> WHAT YOU NEED TO DO: Each entry must be returned exactly. None may be omitted.
------------
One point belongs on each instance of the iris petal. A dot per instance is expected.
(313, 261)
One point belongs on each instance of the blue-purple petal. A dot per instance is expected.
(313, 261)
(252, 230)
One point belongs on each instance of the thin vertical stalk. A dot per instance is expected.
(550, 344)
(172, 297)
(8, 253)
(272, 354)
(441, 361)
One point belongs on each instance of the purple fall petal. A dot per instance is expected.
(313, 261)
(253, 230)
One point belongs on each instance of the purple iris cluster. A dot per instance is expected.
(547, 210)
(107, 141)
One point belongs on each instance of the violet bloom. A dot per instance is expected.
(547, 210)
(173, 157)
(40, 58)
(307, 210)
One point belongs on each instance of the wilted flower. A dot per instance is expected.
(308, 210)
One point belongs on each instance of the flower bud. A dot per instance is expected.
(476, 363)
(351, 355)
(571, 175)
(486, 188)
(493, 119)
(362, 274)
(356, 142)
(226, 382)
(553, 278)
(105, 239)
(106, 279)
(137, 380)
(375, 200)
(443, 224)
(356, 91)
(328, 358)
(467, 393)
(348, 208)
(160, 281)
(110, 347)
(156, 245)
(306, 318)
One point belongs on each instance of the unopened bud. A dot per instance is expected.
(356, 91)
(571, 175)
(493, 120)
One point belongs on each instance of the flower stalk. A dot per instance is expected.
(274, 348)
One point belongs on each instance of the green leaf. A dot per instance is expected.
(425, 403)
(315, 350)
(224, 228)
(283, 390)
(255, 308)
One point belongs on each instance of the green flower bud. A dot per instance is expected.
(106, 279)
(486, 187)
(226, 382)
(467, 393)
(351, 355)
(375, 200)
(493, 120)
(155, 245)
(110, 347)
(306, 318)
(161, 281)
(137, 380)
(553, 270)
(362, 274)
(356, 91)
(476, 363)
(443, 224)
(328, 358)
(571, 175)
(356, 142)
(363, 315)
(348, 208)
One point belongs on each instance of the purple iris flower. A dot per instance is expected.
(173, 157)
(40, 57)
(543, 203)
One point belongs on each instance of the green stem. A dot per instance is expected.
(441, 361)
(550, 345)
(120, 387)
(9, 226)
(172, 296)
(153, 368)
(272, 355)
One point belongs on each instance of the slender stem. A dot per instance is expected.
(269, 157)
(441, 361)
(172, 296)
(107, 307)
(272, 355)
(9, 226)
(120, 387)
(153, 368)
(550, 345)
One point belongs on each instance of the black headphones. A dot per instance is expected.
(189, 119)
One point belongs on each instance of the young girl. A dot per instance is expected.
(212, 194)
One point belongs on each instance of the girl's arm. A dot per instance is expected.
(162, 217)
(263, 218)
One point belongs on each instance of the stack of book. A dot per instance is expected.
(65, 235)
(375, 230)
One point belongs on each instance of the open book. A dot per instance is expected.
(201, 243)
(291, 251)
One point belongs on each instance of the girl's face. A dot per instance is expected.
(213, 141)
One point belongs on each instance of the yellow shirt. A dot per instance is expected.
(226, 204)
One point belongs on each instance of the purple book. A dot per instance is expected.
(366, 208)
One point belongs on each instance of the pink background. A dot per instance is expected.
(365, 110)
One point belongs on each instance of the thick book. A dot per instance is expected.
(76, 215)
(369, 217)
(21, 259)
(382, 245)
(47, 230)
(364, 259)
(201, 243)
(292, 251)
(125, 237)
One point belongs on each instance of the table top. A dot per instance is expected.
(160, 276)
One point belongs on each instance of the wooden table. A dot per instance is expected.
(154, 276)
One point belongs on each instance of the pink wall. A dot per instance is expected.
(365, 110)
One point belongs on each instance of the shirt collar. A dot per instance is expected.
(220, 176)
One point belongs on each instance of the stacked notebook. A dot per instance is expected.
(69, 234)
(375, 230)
------------
> RESULT FOR THIS TASK:
One point belongs on each instance of the iris petal. A dot per instance is expected.
(313, 261)
One point belongs on each instance of the blue-purple petal. A dot per instance is expected.
(313, 261)
(252, 230)
One point belongs on each instance of the thin vertical stalk. A dot per instance is expected.
(550, 344)
(172, 297)
(8, 253)
(272, 354)
(441, 361)
One point belongs on each instance of the purple fall petal. A dot per instance is expected.
(313, 261)
(253, 230)
One point belongs on each instance of the purple iris cluster. A dot per instance is expected.
(547, 210)
(107, 141)
One point belongs on each instance of the violet bloom. A dot per instance is expected.
(547, 210)
(173, 157)
(40, 58)
(307, 210)
One point belongs on each instance of the wilted flower. A dot per instance is expected.
(308, 210)
One point belongs on each instance of the flower bud. A dot per instance is expected.
(476, 363)
(351, 355)
(571, 175)
(486, 188)
(493, 119)
(362, 274)
(356, 142)
(226, 382)
(553, 278)
(105, 239)
(106, 279)
(137, 380)
(375, 200)
(443, 224)
(356, 91)
(328, 358)
(467, 393)
(348, 208)
(160, 281)
(110, 347)
(156, 245)
(306, 318)
One point belongs on each instance of the unopened bud. A dot per instance is expected.
(356, 91)
(571, 175)
(493, 120)
One point belongs on each instance of the flower stalk. A dot per instance is expected.
(274, 348)
One point belongs on each instance of the green leaf. A dot per instance is expected.
(425, 403)
(315, 350)
(224, 228)
(283, 390)
(255, 308)
One point belongs on each instance of the green flower bud. A dot per instance is expected.
(106, 279)
(486, 187)
(226, 382)
(467, 393)
(351, 355)
(375, 200)
(493, 120)
(155, 245)
(110, 347)
(306, 318)
(161, 281)
(137, 380)
(553, 270)
(362, 274)
(356, 91)
(476, 363)
(443, 224)
(328, 358)
(571, 175)
(356, 142)
(363, 315)
(348, 208)
One point belongs on each instance of the purple iris flower. A dot per instance is expected.
(173, 157)
(40, 57)
(543, 203)
One point belongs on each instance of the green stem. A dot per instance is expected.
(441, 361)
(550, 345)
(120, 387)
(9, 226)
(172, 296)
(153, 368)
(272, 355)
One point belongs on each instance of the slender stem. A dot per instance is expected.
(269, 157)
(441, 361)
(172, 296)
(107, 307)
(272, 355)
(9, 226)
(120, 387)
(153, 368)
(550, 345)
One point belongs on each instance of the black headphones. A dot per instance is expected.
(189, 119)
One point belongs on each instance of the young girl. A dot per instance is expected.
(212, 194)
One point belongs on each instance of the girl's arm. A dot per instance is expected.
(162, 217)
(263, 218)
One point belongs on each instance of the stack of book. A dot per instance is expected.
(65, 235)
(375, 230)
One point belongs on each instance of the open book. A dot per instance is expected.
(201, 243)
(291, 251)
One point belongs on each instance of the girl's face. A dot per instance is expected.
(213, 141)
One point belongs on each instance of the yellow shirt. A dot per instance is expected.
(226, 204)
One point belongs on each instance of the purple book. A dot per instance is expected.
(366, 208)
One point belongs on each instance of the pink background. A dot per instance is expected.
(365, 110)
One point belongs on each instance of the thick book. A dot per instance is expected.
(76, 215)
(369, 217)
(21, 259)
(382, 245)
(47, 230)
(364, 259)
(201, 243)
(292, 251)
(125, 237)
One point belongs on each instance of the table top. A dot per instance is expected.
(160, 276)
One point belongs on each instance of the wooden table. A dot per instance is expected.
(154, 276)
One point belongs on each instance of the pink wall. A dot per instance is expected.
(365, 110)
One point belongs on each instance of the shirt collar. A dot per instance is expected.
(220, 176)
One point belongs on each instance of the stacked notebook. A dot per instance is expected.
(69, 234)
(375, 230)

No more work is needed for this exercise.